===== Brano da leggere
Il comma 1-quater del medesimo articolo stabilisce inoltre che “I soggetti di cui all’articolo 2, comma 2 (ovvero pubblica amministrazione) notificano direttamente presso i domicili digitali di cui all’articolo 3-bis i propri atti, compresi i verbali relativi alle sanzioni amministrative, gli atti impositivi di accertamento e di riscossione e le ingiunzioni di cui all’articolo 2 del regio decreto 14 aprile 1910, n. 639, fatte salve le specifiche disposizioni in ambito tributario”, con ciò configurando un vero e proprio obbligo da parte della pubblica amministrazione a notificare i propri atti a mezzo della p.e.c. nei confronti dei soggetti tenuti per legge a dotarsi di un domicilio digitale.
Tali soggetti sono quelli individuati dal D.L. 29 novembre 2008, n. 185, art. 16 commi 6 e 7, ovvero imprese costituite in forma societaria e professionisti iscritti in albi ed elenchi istituiti con legge dello Stato, nonché, dal D.L. 18 ottobre 2012, n. 179, art. 5, ovvero ditte individuali.
A questi si affiancheranno a breve le persone fisiche, i professionisti e gli altri enti di diritto privato non tenuti all’iscrizione in albi, elenchi o registri professionali o nel registro delle imprese, come previsto dall’art. 6-quater del CAD.
Va precisato che l’obbligo all’uso dello strumento p.e.c. si desume anche dal contenuto dell’art. 3-bis co. 4 del CAD che prevede espressamente che “A decorrere dal 1° gennaio 2013, salvo i casi in cui è prevista dalla normativa vigente una diversa modalità di comunicazione o di pubblicazione in via telematica, le amministrazioni pubbliche e i gestori o esercenti di pubblici servizi comunicano con il cittadino esclusivamente tramite il domicilio digitale dallo stesso dichiarato, anche ai sensi dell’articolo 21-bis della legge 7 agosto 1990, n. 241, senza oneri di spedizione a suo carico. Ogni altra forma di comunicazione non può produrre effetti pregiudizievoli per il destinatario.”
Da quanto sopra esposto appare chiara l’importanza che tale forma di notificazione va assumendo e soprattutto è destinata ad assumere nel momento in cui i anche le persone fisiche saranno tenute a dotarsi di domicilio digitale.
Ora, di pari passo con l’affermarsi di questo strumento, emerge la necessità di chiarire alcuni aspetti della procedura che potrebbero dar luogo a contenzioso nei rapporti fra pubblica amministrazione e soggetti destinatari degli atti da questa emanati.
==========
===== Dati forniti
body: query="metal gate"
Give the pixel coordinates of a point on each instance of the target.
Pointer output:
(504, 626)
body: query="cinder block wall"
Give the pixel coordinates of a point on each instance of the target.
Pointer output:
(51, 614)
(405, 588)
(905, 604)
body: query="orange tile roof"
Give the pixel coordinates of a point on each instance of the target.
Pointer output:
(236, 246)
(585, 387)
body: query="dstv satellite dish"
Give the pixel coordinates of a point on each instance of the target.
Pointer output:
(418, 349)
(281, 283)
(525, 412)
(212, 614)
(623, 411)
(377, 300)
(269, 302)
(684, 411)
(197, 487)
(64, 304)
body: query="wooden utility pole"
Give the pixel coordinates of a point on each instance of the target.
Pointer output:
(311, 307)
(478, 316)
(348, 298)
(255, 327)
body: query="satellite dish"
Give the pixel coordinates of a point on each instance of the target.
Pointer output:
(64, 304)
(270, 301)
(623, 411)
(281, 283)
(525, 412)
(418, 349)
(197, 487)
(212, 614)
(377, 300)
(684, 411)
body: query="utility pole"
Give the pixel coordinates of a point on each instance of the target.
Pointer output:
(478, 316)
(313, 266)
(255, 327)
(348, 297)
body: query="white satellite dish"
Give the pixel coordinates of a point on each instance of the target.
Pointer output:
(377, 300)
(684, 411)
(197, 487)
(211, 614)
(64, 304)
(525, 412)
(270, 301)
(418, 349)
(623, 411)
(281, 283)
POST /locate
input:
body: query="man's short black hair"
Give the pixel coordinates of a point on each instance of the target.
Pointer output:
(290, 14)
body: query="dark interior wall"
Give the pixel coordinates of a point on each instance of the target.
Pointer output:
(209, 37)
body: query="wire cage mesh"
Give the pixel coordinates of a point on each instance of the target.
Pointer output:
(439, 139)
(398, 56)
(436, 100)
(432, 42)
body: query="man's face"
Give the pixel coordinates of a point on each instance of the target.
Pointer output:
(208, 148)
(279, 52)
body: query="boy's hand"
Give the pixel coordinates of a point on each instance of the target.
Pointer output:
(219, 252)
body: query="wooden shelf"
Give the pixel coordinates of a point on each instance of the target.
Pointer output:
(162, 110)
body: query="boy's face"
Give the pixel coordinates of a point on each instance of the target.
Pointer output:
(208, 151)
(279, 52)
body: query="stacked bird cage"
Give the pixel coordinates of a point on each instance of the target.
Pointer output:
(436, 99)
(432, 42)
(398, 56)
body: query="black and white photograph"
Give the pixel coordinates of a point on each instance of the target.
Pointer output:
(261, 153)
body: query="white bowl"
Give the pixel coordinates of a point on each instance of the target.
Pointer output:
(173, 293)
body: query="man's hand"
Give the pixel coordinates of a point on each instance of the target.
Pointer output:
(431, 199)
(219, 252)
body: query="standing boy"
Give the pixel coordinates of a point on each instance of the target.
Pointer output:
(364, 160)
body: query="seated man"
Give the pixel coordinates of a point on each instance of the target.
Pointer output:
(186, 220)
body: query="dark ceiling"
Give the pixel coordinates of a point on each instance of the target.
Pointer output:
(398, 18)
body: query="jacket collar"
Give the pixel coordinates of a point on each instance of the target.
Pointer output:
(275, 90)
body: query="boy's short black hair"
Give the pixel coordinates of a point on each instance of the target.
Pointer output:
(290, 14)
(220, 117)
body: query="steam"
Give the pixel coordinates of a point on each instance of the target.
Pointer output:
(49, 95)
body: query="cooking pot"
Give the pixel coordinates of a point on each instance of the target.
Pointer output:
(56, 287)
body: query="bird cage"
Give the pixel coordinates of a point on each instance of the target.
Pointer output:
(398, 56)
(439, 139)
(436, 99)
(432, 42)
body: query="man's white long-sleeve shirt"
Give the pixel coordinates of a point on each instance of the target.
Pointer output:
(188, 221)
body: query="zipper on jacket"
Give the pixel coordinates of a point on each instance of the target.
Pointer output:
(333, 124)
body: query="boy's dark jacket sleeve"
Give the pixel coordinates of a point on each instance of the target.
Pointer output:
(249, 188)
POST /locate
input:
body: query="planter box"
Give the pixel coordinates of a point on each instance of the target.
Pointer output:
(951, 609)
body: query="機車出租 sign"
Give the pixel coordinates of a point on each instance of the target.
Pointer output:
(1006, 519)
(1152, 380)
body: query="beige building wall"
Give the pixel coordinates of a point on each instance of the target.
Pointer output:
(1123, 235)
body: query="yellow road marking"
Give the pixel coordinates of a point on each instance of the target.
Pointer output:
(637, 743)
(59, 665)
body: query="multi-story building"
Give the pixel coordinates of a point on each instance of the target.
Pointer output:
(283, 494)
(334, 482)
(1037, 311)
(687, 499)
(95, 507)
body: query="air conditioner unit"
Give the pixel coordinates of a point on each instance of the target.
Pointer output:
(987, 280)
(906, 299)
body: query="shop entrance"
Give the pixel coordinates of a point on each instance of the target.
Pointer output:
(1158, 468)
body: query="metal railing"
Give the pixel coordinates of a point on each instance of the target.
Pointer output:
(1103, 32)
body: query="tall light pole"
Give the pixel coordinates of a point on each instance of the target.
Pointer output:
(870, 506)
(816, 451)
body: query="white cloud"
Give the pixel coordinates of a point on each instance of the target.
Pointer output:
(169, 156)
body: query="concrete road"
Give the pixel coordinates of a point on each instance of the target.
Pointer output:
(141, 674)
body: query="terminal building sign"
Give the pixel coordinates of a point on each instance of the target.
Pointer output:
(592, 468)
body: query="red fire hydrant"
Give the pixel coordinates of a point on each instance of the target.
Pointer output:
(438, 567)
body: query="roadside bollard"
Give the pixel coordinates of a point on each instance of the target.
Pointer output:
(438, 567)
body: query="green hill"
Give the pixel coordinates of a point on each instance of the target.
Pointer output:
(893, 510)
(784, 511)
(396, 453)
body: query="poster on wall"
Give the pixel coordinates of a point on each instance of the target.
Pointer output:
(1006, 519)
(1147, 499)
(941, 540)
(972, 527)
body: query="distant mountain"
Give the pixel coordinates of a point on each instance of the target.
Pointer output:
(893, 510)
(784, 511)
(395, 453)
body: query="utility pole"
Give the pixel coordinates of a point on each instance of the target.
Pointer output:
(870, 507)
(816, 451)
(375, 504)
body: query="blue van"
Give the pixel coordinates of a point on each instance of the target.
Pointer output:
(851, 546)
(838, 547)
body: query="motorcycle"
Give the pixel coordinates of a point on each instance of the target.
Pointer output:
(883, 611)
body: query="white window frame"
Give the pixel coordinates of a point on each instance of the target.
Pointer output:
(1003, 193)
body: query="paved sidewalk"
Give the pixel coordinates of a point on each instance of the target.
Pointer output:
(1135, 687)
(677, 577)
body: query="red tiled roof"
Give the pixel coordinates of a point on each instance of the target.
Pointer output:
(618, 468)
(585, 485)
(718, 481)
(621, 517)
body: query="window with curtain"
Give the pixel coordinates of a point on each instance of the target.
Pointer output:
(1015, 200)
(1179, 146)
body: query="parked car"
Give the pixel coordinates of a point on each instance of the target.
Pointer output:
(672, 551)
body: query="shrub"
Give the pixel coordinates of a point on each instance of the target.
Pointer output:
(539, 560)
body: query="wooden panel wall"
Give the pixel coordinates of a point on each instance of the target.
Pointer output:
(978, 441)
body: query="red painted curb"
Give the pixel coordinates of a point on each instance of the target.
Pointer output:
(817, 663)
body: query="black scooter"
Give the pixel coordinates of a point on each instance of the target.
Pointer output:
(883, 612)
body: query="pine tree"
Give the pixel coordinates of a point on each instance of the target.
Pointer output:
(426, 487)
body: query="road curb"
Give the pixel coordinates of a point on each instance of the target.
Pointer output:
==========
→ **Da svolgere**:
[1] Rispondi alle seguenti domande sul brano relativo alle notifiche tramite p.e.c.:
(a) Quale decreto-legge, e con quale articolo, individua le ditte individuali tra i soggetti tenuti a dotarsi di domicilio digitale?
(b) A partire da quale data, secondo l'art. 3-bis co. 4 del CAD, le amministrazioni pubbliche comunicano con il cittadino esclusivamente tramite il domicilio digitale?
(c) Quale articolo del CAD prevede che anche le persone fisiche si affianchino ai soggetti già obbligati?
[2] Trascrivi il passo del brano sulle notifiche tramite p.e.c. compreso tra "Il comma 1-quater" e "un domicilio digitale.", estremi inclusi.

→ **Esercizio svolto**:
[1]
(a) Il D.L. 18 ottobre 2012, n. 179, art. 5.
(b) Dal 1° gennaio 2013.
(c) L'art. 6-quater del CAD.

[2]
Il comma 1-quater del medesimo articolo stabilisce inoltre che “I soggetti di cui all’articolo 2, comma 2 (ovvero pubblica amministrazione) notificano direttamente presso i domicili digitali di cui all’articolo 3-bis i propri atti, compresi i verbali relativi alle sanzioni amministrative, gli atti impositivi di accertamento e di riscossione e le ingiunzioni di cui all’articolo 2 del regio decreto 14 aprile 1910, n. 639, fatte salve le specifiche disposizioni in ambito tributario”, con ciò configurando un vero e proprio obbligo da parte della pubblica amministrazione a notificare i propri atti a mezzo della p.e.c. nei confronti dei soggetti tenuti per legge a dotarsi di un domicilio digitale.